Beginning with the line containing "of the yellow" and ending with the last line of the records, set down every line exactly.

## Source records:
########################################

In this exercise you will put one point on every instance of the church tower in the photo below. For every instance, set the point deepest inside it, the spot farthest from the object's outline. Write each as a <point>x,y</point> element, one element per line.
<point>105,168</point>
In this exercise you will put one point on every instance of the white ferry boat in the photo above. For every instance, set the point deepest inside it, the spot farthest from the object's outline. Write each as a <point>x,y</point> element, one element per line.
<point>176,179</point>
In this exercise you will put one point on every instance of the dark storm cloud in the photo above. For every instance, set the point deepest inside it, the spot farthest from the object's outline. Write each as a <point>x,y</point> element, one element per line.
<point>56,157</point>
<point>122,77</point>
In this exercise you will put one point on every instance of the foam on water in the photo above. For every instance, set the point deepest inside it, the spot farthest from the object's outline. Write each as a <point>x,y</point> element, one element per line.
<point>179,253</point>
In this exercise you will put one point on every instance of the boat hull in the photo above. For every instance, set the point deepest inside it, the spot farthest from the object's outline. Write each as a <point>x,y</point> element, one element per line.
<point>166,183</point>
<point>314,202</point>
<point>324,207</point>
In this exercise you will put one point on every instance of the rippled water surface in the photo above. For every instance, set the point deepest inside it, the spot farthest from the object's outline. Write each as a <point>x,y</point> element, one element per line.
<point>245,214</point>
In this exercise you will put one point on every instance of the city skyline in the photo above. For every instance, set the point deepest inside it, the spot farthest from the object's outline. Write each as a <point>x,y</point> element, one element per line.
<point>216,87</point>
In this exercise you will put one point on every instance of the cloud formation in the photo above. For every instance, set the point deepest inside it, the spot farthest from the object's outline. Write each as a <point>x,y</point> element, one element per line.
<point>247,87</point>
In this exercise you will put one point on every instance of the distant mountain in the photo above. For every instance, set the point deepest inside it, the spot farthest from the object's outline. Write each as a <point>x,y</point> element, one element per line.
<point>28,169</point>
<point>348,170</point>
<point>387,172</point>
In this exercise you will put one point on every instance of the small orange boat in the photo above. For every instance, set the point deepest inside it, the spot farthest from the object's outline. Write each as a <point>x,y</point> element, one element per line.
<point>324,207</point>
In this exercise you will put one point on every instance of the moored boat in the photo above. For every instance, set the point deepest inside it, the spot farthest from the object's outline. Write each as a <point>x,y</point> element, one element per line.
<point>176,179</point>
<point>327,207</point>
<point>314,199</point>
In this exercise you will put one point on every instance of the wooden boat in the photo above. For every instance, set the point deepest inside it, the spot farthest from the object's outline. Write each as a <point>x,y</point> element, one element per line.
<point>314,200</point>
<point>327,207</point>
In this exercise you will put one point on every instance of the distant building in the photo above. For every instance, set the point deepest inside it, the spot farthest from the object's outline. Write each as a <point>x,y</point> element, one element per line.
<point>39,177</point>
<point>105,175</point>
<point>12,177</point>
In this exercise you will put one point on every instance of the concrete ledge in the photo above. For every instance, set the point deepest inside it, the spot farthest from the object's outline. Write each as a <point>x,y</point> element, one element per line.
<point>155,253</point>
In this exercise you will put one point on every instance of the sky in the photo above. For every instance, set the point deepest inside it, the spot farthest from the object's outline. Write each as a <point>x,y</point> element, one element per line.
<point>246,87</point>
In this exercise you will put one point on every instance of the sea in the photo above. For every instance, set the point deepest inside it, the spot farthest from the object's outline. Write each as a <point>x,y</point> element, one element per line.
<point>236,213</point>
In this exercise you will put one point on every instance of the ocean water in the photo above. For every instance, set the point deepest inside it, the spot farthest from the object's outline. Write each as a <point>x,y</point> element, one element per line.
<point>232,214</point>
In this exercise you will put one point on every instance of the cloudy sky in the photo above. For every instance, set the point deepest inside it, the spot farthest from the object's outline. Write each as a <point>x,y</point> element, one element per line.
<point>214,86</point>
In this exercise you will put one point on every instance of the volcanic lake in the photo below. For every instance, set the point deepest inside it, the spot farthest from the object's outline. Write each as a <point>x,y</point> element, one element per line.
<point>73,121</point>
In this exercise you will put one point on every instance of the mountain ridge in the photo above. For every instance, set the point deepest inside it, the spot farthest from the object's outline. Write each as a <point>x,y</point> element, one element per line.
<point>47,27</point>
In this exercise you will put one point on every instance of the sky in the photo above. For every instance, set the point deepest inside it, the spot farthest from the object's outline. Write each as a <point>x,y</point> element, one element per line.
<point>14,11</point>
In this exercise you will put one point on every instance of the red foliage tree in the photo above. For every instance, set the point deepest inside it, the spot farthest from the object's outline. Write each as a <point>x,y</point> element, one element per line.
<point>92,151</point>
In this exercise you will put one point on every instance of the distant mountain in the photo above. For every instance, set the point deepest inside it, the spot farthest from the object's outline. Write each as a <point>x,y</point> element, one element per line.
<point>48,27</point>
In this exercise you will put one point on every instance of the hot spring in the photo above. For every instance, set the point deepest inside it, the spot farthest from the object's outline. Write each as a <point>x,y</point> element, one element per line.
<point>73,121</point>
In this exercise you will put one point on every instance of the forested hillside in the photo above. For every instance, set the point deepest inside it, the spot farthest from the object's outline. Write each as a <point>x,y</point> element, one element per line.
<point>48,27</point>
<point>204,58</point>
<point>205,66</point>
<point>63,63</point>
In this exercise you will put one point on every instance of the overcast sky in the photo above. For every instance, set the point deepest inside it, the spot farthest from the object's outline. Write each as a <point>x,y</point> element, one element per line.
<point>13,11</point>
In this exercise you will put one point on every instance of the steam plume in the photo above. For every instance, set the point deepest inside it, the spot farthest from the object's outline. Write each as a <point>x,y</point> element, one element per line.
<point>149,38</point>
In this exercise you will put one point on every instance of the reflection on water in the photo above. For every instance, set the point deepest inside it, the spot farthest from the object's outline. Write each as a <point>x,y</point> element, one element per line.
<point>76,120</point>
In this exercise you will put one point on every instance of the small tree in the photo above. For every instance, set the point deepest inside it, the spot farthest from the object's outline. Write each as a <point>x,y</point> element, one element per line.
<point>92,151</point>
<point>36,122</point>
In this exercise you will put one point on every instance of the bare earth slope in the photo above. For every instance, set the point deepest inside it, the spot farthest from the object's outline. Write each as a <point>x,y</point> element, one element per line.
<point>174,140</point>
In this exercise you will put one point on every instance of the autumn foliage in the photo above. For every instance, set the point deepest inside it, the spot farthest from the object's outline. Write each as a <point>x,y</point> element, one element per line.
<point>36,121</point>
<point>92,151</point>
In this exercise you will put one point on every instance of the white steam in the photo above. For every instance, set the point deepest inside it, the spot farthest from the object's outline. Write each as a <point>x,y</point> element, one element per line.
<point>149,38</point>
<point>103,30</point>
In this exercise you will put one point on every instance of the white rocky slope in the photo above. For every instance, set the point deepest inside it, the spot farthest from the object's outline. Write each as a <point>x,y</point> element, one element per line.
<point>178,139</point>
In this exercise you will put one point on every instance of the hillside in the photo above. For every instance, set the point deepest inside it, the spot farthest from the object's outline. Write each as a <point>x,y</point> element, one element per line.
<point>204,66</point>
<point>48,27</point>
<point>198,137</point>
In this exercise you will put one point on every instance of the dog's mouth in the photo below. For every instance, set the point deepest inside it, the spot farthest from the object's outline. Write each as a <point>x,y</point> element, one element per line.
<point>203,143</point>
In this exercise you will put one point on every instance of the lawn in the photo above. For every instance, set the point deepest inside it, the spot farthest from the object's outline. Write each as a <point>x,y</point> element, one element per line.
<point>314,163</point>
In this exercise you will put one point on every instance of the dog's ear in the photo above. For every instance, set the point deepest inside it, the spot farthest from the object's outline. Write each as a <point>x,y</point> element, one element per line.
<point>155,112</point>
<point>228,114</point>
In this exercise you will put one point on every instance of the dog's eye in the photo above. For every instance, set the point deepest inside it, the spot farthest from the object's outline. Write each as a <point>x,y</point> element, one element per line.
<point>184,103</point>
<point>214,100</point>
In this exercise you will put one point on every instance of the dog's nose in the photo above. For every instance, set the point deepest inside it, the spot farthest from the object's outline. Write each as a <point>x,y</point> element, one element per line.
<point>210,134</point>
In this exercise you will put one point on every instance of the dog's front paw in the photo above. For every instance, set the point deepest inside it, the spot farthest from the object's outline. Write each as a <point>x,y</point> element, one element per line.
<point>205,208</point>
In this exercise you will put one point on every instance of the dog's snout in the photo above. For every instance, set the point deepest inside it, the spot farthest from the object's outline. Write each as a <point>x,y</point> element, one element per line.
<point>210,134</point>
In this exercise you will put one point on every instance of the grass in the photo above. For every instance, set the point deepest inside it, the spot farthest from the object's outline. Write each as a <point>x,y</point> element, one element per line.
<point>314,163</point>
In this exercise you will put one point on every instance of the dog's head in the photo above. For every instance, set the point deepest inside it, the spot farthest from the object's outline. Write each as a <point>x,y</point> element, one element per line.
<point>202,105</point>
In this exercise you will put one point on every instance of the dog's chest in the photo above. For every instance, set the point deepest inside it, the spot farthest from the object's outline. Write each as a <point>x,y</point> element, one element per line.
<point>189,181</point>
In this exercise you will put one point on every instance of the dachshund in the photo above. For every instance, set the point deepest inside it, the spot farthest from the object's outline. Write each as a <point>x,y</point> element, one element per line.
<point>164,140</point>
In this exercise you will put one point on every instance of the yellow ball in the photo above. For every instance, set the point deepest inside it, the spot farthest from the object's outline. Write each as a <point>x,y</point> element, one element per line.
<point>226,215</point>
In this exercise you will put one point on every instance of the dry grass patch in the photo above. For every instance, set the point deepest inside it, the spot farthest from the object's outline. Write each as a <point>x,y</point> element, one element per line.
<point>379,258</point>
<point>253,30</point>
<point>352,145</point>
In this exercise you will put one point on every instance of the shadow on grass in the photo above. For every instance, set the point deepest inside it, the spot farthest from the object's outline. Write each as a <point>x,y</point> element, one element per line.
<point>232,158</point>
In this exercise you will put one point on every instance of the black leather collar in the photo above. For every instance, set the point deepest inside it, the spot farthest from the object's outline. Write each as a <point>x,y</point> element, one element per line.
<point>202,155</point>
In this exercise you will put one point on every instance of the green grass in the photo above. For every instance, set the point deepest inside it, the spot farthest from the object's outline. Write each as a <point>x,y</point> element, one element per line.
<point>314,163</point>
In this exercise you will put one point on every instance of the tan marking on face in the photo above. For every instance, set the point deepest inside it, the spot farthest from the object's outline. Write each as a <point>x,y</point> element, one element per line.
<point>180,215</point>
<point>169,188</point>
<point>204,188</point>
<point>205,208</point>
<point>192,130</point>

########################################

## Full solution:
In this exercise you will put one point on every instance of the yellow ball in the photo above. For every instance, set the point deepest inside it, the spot farthest from the object's outline. Write each as a <point>x,y</point> element, one element per line.
<point>226,215</point>
In this exercise you will put one point on every instance of the dry grass patch in the photo above. For every instance, set the point deepest inside it, the spot farthest from the object's outline. Write each as a <point>x,y</point> element, one element per line.
<point>379,258</point>
<point>253,30</point>
<point>352,145</point>
In this exercise you will put one point on every instance of the shadow on grass in the photo above. For every instance, set the point deepest inside it, the spot farthest from the object's outline. Write each as a <point>x,y</point> element, one element per line.
<point>232,158</point>
In this exercise you will put one point on every instance of the black leather collar in the photo above. For every instance, set the point deepest inside it, the spot farthest from the object's outline. Write each as a <point>x,y</point> element, one element per line.
<point>202,155</point>
In this exercise you will put one point on every instance of the green grass in the photo above. For every instance, set the point deepest inside it, the spot farthest from the object's outline. Write each as a <point>x,y</point> element, one element per line.
<point>314,163</point>
In this exercise you will put one point on every instance of the tan marking on face in the photo above. For every instance, set the point deepest inside it, the spot farthest from the object's outline. Write each as a <point>x,y</point> element, one element per line.
<point>180,215</point>
<point>169,188</point>
<point>204,188</point>
<point>205,208</point>
<point>192,130</point>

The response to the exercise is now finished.